** TASK DESCRIPTION **
Lay out every line of the records below as a Markdown table with two columns, Row and Record line. Number each row and leave out any blank lines.

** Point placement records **
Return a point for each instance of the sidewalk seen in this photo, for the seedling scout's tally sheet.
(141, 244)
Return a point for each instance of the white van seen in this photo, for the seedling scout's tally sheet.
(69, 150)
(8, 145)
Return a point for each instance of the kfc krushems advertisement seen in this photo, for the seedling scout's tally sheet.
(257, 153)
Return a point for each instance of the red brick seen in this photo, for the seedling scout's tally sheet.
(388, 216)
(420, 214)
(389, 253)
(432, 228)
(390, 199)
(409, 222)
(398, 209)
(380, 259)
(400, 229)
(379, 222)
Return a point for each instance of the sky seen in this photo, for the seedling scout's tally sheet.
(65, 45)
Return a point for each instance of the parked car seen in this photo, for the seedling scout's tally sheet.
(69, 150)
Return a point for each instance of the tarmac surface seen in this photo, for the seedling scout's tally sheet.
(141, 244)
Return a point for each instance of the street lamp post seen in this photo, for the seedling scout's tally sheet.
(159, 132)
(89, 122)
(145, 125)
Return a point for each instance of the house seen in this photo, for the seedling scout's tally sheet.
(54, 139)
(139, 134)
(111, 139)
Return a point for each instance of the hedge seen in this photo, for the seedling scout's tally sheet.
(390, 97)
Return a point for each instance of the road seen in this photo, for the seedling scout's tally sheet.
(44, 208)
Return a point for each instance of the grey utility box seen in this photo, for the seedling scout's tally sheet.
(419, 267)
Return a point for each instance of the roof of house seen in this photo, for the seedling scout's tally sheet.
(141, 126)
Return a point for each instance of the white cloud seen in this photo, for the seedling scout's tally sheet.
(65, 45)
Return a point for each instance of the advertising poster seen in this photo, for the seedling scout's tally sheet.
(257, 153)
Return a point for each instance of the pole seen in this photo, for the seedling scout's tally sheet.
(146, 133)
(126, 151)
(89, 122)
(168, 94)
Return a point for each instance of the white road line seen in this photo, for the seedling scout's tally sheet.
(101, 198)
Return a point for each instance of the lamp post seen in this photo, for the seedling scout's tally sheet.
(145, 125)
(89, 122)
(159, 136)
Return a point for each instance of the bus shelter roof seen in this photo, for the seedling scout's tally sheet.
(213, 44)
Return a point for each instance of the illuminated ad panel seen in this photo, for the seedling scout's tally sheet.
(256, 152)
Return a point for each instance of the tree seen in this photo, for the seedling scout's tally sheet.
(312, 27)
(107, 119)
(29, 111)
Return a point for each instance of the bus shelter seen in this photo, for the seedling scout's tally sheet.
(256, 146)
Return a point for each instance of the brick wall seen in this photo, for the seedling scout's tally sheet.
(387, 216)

** EXERCISE OUTPUT **
| Row | Record line |
|---|---|
| 1 | Return a point for each instance of the sidewalk seen in this photo, for the seedling scout's tally sheet. |
| 2 | (141, 244) |
| 3 | Return a point for each instance of the white van seen in this photo, for the seedling scout's tally sheet. |
| 4 | (69, 150) |
| 5 | (8, 145) |
| 6 | Return a point for each instance of the kfc krushems advertisement seen in this photo, for the seedling scout's tally sheet. |
| 7 | (257, 153) |
| 8 | Return a point for each instance of the red brick seen in this photo, for the seedling scout's tally sheet. |
| 9 | (388, 216) |
| 10 | (420, 214) |
| 11 | (389, 253) |
| 12 | (432, 228) |
| 13 | (390, 199) |
| 14 | (409, 222) |
| 15 | (398, 209) |
| 16 | (380, 259) |
| 17 | (400, 229) |
| 18 | (379, 222) |
| 19 | Return a point for each instance of the sky seen in this photo, for the seedling scout's tally sheet. |
| 20 | (65, 45) |
| 21 | Return a point for each instance of the parked car seen in this photo, for the seedling scout's tally sheet. |
| 22 | (69, 150) |
| 23 | Return a point for each instance of the tarmac surface seen in this photo, for the seedling scout's tally sheet. |
| 24 | (141, 244) |
| 25 | Return a point for each instance of the street lamp post seen in this photo, for the seedling scout's tally sheet. |
| 26 | (159, 132) |
| 27 | (89, 122) |
| 28 | (145, 125) |
| 29 | Return a point for each instance of the house seen in this photo, for the seedling scout's tally sheet. |
| 30 | (54, 139) |
| 31 | (139, 134) |
| 32 | (111, 139) |
| 33 | Return a point for each instance of the hedge seen in this photo, for the seedling scout's tally sheet. |
| 34 | (390, 97) |
| 35 | Return a point for each instance of the road seen in this photo, for the seedling scout's tally sheet. |
| 36 | (44, 208) |
| 37 | Return a point for each instance of the grey utility box seen in this photo, for the seedling scout's tally sheet. |
| 38 | (419, 267) |
| 39 | Return a point for each instance of the roof of house seen in this photo, for the seedling scout's tally sheet. |
| 40 | (141, 126) |
| 41 | Return a point for each instance of the white cloud seen in this photo, for the seedling scout's tally sheet. |
| 42 | (65, 45) |
| 43 | Return a point for each instance of the advertising poster seen in this photo, for the seedling scout's tally sheet. |
| 44 | (257, 153) |
| 45 | Return a point for each instance of the pole seen in this photo, for the seedling scout's tally sheet. |
| 46 | (146, 133) |
| 47 | (126, 151) |
| 48 | (89, 122) |
| 49 | (168, 94) |
| 50 | Return a point for each instance of the white road line seen in this photo, for the seedling scout's tally sheet. |
| 51 | (101, 198) |
| 52 | Return a point for each instance of the lamp post seen in this photo, for the seedling scout's tally sheet. |
| 53 | (145, 125) |
| 54 | (89, 122) |
| 55 | (159, 136) |
| 56 | Return a point for each instance of the bus shelter roof seen in this photo, for the seedling scout's tally sheet. |
| 57 | (213, 44) |
| 58 | Return a point for each instance of the illuminated ad panel seen in this photo, for the seedling scout's tally sheet. |
| 59 | (256, 152) |
| 60 | Return a point for each instance of the tree seen in this photo, for the seedling scout's tally sheet. |
| 61 | (312, 27) |
| 62 | (107, 119) |
| 63 | (29, 111) |
| 64 | Return a point for each instance of the bus shelter seen in this photo, for the seedling scout's tally sheet. |
| 65 | (256, 146) |
| 66 | Return a point for each instance of the brick wall seen in this photo, for the seedling scout's tally sheet. |
| 67 | (387, 216) |